Print the following data verbatim, reproducing every line without any change.
>> begin Dataset extract
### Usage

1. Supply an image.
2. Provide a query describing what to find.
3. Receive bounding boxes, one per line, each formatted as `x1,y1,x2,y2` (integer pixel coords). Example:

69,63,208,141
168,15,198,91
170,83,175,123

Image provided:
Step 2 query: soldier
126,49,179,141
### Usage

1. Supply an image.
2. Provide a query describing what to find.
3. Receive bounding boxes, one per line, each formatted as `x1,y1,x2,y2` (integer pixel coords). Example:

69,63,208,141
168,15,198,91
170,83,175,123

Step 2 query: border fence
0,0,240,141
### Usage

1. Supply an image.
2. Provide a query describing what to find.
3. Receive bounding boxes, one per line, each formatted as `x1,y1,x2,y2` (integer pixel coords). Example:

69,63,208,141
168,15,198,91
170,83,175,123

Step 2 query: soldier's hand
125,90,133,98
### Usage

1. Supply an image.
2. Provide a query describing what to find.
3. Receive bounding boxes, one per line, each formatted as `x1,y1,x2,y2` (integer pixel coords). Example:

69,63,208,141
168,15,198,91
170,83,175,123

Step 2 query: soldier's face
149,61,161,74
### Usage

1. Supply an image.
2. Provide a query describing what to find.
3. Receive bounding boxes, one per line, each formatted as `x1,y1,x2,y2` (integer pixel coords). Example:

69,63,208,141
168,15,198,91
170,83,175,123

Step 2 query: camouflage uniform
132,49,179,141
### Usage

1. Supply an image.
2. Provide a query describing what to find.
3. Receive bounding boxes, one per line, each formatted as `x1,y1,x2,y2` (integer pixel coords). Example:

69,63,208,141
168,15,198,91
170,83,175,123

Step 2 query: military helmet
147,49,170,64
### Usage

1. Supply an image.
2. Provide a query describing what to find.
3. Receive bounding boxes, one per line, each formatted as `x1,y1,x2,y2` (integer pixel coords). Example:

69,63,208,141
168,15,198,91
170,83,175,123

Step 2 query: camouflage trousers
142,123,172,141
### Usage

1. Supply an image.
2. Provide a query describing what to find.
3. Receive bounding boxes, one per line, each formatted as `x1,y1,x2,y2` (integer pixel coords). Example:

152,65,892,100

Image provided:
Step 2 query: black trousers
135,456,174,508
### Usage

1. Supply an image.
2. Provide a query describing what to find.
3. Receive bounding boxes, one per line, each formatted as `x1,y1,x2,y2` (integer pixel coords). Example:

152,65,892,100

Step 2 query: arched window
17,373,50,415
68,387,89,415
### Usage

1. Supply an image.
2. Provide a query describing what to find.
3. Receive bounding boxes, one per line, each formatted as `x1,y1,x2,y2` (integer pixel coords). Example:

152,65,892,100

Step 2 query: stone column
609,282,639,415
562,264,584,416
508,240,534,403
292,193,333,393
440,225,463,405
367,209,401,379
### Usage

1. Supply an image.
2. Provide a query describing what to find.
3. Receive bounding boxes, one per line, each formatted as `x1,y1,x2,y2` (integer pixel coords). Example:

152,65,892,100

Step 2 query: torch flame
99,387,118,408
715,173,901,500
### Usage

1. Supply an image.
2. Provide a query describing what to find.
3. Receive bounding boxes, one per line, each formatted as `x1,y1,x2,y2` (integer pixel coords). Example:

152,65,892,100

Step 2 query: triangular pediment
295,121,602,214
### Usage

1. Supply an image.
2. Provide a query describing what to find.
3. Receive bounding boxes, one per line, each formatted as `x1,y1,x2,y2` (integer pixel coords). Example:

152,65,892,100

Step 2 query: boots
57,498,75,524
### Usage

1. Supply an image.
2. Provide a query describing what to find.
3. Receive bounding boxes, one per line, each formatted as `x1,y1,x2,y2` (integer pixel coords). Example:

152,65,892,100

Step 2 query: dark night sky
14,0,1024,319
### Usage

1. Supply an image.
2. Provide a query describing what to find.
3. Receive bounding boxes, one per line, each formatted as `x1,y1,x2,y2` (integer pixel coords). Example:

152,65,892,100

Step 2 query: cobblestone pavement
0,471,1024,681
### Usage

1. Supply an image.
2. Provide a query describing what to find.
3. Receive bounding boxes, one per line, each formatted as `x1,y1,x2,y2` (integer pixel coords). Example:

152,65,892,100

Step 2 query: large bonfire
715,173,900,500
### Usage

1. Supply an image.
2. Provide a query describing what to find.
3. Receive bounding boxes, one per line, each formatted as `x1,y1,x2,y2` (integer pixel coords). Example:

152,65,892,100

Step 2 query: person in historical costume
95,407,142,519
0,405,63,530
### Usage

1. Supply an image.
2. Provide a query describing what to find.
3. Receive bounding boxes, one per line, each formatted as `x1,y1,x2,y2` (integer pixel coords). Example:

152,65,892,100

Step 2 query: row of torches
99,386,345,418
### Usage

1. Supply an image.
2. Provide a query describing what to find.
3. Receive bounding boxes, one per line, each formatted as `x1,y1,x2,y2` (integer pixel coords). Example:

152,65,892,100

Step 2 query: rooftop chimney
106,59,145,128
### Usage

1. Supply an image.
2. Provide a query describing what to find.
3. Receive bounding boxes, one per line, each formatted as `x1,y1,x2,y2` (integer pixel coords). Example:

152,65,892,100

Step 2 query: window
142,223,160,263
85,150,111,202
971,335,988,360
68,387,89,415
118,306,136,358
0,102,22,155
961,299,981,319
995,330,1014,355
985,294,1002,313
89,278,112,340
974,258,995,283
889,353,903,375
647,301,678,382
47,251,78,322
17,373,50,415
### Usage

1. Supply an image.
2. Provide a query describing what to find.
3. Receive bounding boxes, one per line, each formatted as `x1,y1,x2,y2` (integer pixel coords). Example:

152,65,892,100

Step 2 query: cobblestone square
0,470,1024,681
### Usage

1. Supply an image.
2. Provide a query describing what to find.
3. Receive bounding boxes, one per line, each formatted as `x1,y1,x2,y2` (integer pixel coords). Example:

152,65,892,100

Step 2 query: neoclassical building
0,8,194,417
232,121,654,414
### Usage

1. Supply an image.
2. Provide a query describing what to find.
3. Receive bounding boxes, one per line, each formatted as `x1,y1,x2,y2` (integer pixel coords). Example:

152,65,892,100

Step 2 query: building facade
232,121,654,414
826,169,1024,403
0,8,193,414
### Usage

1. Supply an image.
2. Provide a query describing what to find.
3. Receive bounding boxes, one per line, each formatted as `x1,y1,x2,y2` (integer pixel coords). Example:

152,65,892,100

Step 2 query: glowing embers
>> end Dataset extract
→ Solution to the problem:
### Usage

1. Supply an image.
2. Provide a query describing what to find.
3. Receive bounding boxes, one per line, each formatted as `x1,y1,x2,y2` (integer pixel coords). Example:

69,63,208,141
168,15,198,91
170,83,175,123

Image provided:
Step 2 query: soldier
126,49,179,141
### Usage

1. Supply an image.
2. Provide a query describing what to find.
3. Receive bounding boxes, one per line, each formatted as `x1,y1,x2,y2` (integer pixel coords). Example:

69,63,208,141
168,15,198,91
170,83,175,123

Step 2 query: border fence
0,0,240,141
### Usage

1. Supply an image.
2. Provide a query describing what to find.
3. Receive bounding boxes, one per line, each formatted as `x1,y1,x2,y2` (integer pixel coords). Example:

69,63,208,141
168,15,198,91
170,83,175,123

Step 2 query: soldier's hand
125,90,133,98
### Usage

1. Supply an image.
2. Provide a query describing what to find.
3. Receive bounding boxes, one per line, each formatted as `x1,y1,x2,y2` (integer pixel coords). Example:

69,63,208,141
168,15,198,91
170,83,175,123

Step 2 query: soldier's face
149,61,161,74
### Usage

1. Supply an image.
2. Provide a query describing what to find.
3. Receive bounding boxes, one per line, each formatted as `x1,y1,x2,y2` (integer pixel coords). Example:

69,63,208,141
168,15,198,91
170,83,175,123

Step 2 query: camouflage uniform
132,49,179,141
### Usage

1. Supply an image.
2. Provide a query describing what to find.
3. Receive bounding boxes, one per line, each formatted as `x1,y1,x2,y2` (integer pixel coords). Example:

69,63,208,141
168,15,198,91
170,83,175,123

Step 2 query: military helmet
147,49,170,64
### Usage

1. Supply an image.
2. Provide a query describing what to find.
3. Receive bounding boxes, one per line, each formatted as `x1,y1,x2,y2` (integer pixel coords). Example:

69,63,208,141
168,15,198,91
170,83,175,123

Step 2 query: camouflage trousers
142,123,172,141
### Usage

1. Supply an image.
2. Provide a query describing what to find.
3. Receive bounding boxes, one per line, each formatted as `x1,y1,x2,y2` (integer pixel coords). Example:

152,65,892,100

Image provided:
Step 2 query: black trousers
135,456,174,508
### Usage

1. Supply an image.
2. Provide a query describing what to find.
3. Receive bounding boxes, one per line, each formatted as `x1,y1,x2,y2` (integer pixel coords). Example:

152,65,892,100

Step 2 query: arched window
17,373,50,415
68,387,89,415
### Usage

1. Supply an image.
2. Provide a query describing what to find.
3. Receive bounding boxes, one per line, each formatted as `x1,y1,x2,y2` (integer pixel coords). Example:

152,65,892,100

Step 2 query: stone column
609,282,639,415
562,264,584,416
508,240,534,403
292,193,333,393
440,225,463,405
367,209,401,379
### Usage

1. Supply an image.
2. Provide a query describing what to find.
3. Receive bounding boxes, one per line, each formatted as `x1,y1,x2,y2` (integer pixel coords). Example:

152,65,892,100

Step 2 query: torch flame
99,387,118,408
715,173,901,500
### Usage

1. Supply an image.
2. Provide a query describing what to find.
3. Receive bounding boxes, one per line, each formatted as `x1,y1,x2,y2` (integer pixel coords). Example:

152,65,892,100

Step 2 query: triangular pediment
295,121,602,214
### Usage

1. Supply an image.
2. Provide a query describing what to find.
3. Receive bounding boxes, one per line, each formatted as `x1,y1,x2,y2` (integer pixel coords). Example:

152,65,892,100

Step 2 query: boots
57,498,75,524
### Usage

1. Supply an image.
2. Provide a query describing what to find.
3. Receive bounding boxes, one per line, each formatted as `x1,y1,x2,y2` (integer pixel coords). Example:

152,65,892,100

Step 2 query: dark night sky
14,0,1024,319
### Usage

1. Supply an image.
2. Provide a query describing what to find.
3. Receive bounding boxes, one per line, each formatted as `x1,y1,x2,y2` (integer pixel coords). Example:

152,65,892,100

Step 2 query: cobblestone pavement
0,471,1024,681
### Usage

1. Supply an image.
2. Provide a query describing what to find.
3. Receive bounding boxes, one per line, each formatted as `x1,y1,x2,y2` (integer pixel coords). Example:

152,65,892,100

Step 2 query: large bonfire
715,173,900,500
### Usage

1. Supply an image.
2. Provide a query describing what to find.
3. Receive bounding boxes, one per line, each formatted as `x1,y1,x2,y2` (integer pixel coords). Example:

152,65,892,100

Step 2 query: person in historical costume
95,407,142,519
0,405,63,530
### Usage

1. Supply an image.
2. Provide a query describing what to find.
3. Receive bounding boxes, one per line, each formatted as `x1,y1,x2,y2` (integer pixel coords). Example:

152,65,892,100

Step 2 query: row of torches
99,386,345,418
### Usage

1. Supply an image.
2. Provide a query describing what to find.
3. Receive bounding boxes, one per line, each formatted as `x1,y1,x2,y2` (integer pixel coords). Example:

152,65,892,100

Step 2 query: rooftop chimney
106,59,145,128
### Usage

1. Supply an image.
2. Provide a query describing what to find.
3. Receive bounding boxes, one per line, each formatted as `x1,y1,x2,y2` (integer pixel coords). Example:

152,65,892,100

Step 2 query: window
142,223,160,263
85,150,111,202
971,335,988,360
68,387,89,415
118,306,136,358
0,102,22,155
961,299,981,319
995,330,1014,355
985,294,1002,313
89,278,112,340
974,258,995,283
889,353,903,375
647,301,678,382
47,251,78,322
17,373,50,415
### Usage

1. Supply an image.
2. Provide a query describing what to find.
3. Receive bounding boxes, one per line, each formatted as `x1,y1,x2,y2` (integer pixel coords). Example:

152,65,892,100

Step 2 query: cobblestone square
0,470,1024,681
### Usage

1. Supply an image.
2. Provide a query describing what to find.
3. Receive bounding boxes, one per line, each formatted as `x1,y1,x2,y2` (integer pixel coords). Example:

152,65,892,100

Step 2 query: neoclassical building
0,8,194,417
232,121,654,414
### Usage

1. Supply an image.
2. Provide a query describing what to find.
3. Receive bounding boxes, one per line, each formatted as `x1,y1,x2,y2` (integer pixel coords). Example:

152,65,892,100

Step 2 query: building facade
232,121,654,414
826,169,1024,403
0,8,193,414
### Usage

1. Supply an image.
2. Provide a query describing what to find.
3. Receive bounding boxes, one per line, each formatted as `x1,y1,x2,y2` (integer pixel coords). Example:

152,65,892,100

Step 2 query: glowing embers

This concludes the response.